Task requirements –
[1] Reproduce the stretch of the Quake map reviews from "We Can All Fly" through "while it lasts.".
[2] According to the Quake map reviews, which weapon is the player limited to in I Climb the Stairs, Wearing My Best?
[3] Extend the Quake map reviews with the passage that follows their final sentence.

Document section –

Nice and simple in Ghadamons pit (xj2020_dfl), where you have to climb your way up to the top of a cubic open area, fighting along the way. Perhaps relies a bit too much on monsters spawning in, but it’s always pleasant to see the jump-boots put in an appearance.
We Can All Fly (xj2020_chrisholden) is interestingly different, a science base with only 12 enemies, all robotic, which must be avoided on an unarmed climb to the top where a weapon is found. Only then can they be eliminated, and the exit found. Doesn’t take long to play, but it’s fun while it lasts.
What a marvellous piece of invention is Eternal Return (xj2020_bal) — a map taking place in a 1024 cube, which is nevertheless infinite in extent. I’ve never seen anything like this before, and the execution of the wrapping architecture is flawless. Of course, nothing comes for free, and monsters and items can suddenly vanish and reappear as you pass the boundaries, but that if anything adds to the eerie atmosphere of this bizarre floating city. Great stuff.
Igneous (xj2020_artistical) is perfectly competent, but short and honestly a bit lacking in inspiration. The ssslllooowww prologue adds nothing, and the ending is anticlimactic. Sorry.
Lovely work in I Climb the Stairs, Wearing My Best (xj2020_strideh), and excellent demonstration that a map can be small but still memorable. It takes place around a huge drill which you must sabotage, fighting with only the plasma gun. Progression is largely vertical, with small waves of enemies warping in when you perform elements of the sabotage. Really fun to play, and lovely to look at.
From the moment of entering Village of Claws (xj2020_ shades) I was stuck by how lovely it was to look at, and looked forward to exploring this beautiful environment. How deeply disappointing, then, to find that it’s merely an intense and tactically vacuous arena fight surrounded by invisible walls.
I just god-moded. And as the combats escalated into ever more ludicrous overmatching, I’ve never been more glad to have done so. A ridiculous waste of architecture.
Gay kisses for Christmas (xj2020_quasiotter) is all kinds of weird. I enjoyed the theme of helping the Quake-world denizens for once, instead of killing them, but I would gave preferred less out-there textures, so that the maze of rooms, ramps and passages felt more navigable. It was too easy to get lost — though the map is small enough that it wasn’t too hard to just wander around until I re-found (say) the silver-key door. Anyway, refreshingly different. C’est magnifique, mais ce n’est pas la Quake!
I loved all the exploration and rooftop climbing of Removing Canyon Invaders (xj2020_qmaster1), though the combats felt a bit mundane my comparison. My only real complaint is that, having obtained the gold key, the rest of the level was anticlimactic, with no further enemies. A bit of repopulation would really have helped. Oh, and the skybox! Beautiful!

(Point annotation entries)

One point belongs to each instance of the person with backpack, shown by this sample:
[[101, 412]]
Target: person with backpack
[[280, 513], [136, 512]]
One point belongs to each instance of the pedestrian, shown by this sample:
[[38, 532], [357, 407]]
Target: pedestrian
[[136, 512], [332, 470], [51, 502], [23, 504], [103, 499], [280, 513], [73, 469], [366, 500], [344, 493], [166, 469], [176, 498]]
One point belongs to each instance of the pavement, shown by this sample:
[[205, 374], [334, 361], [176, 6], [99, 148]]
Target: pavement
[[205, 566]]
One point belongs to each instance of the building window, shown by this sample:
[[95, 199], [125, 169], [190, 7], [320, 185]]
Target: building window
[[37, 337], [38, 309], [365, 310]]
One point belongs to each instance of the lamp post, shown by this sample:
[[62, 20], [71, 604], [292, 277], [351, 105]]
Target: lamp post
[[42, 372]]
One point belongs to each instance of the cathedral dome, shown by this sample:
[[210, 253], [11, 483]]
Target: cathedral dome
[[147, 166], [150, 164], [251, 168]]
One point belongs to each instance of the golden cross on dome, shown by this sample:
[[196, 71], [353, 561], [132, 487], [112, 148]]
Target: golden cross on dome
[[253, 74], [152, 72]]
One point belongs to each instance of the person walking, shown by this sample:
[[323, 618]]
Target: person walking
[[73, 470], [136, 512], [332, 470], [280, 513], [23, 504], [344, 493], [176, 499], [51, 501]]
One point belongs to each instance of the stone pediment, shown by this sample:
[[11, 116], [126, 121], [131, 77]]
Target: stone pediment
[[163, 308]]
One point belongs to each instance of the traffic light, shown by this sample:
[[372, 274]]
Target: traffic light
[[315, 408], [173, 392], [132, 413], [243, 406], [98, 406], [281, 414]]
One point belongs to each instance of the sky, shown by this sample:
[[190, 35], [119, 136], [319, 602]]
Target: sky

Responses to the exercise –
[1]
We Can All Fly (xj2020_chrisholden) is interestingly different, a science base with only 12 enemies, all robotic, which must be avoided on an unarmed climb to the top where a weapon is found. Only then can they be eliminated, and the exit found. Doesn’t take long to play, but it’s fun while it lasts.

[2] The plasma gun.

[3]
There is an astonishing amount of gameplay packed into Pentori Aurum (xj2020_qalten): four differently themed sub-quests that can be taken in any order, one final quest, and a coda, all making up a story of sorts. How all that fits into the 1024^3 cube is amazing — each of the individual quests twists and turns, and at various points on any given quest you see glimpses of the others through windows and breaks in the walls. At 120 kills (including a little bit of spawning) there is plenty of combat, and there’s also a lot of variation between one fight and the next. The whole thing took me 35 minutes to complete, which is pretty amazing for a cube-map.
So far, so outstanding. What stops this short of being among the very very best maps is the ugliness of the build: both architecture and lighting are poor, perhaps because of the limited timeframe to get the map done in time for the jam. But those cosmetic problems are easy to forgive in light of the sheer amount of stuff here.
Market Cube (xj2020_pinchy) is lovely to look at, but disappointing to play. The bulk of the game happens in an underground flooded area, and results in your obtaining the gold key. Then you have to snipe your way to safety from the cover of the gold-key shed, and then … that’s it. I thought the gold key would take me to the next area, but instead the map just ended. It left me wanting to visit all the areas I could see.
And so to Knowledge is not made for understanding; it is made for cutting (xj2020_naitelveni). This is just a very very long and very chaotic arena battle which I admit I got bored of trying to survive legitimately, and instead god-moded through. I feel like there are big difficulty issues here.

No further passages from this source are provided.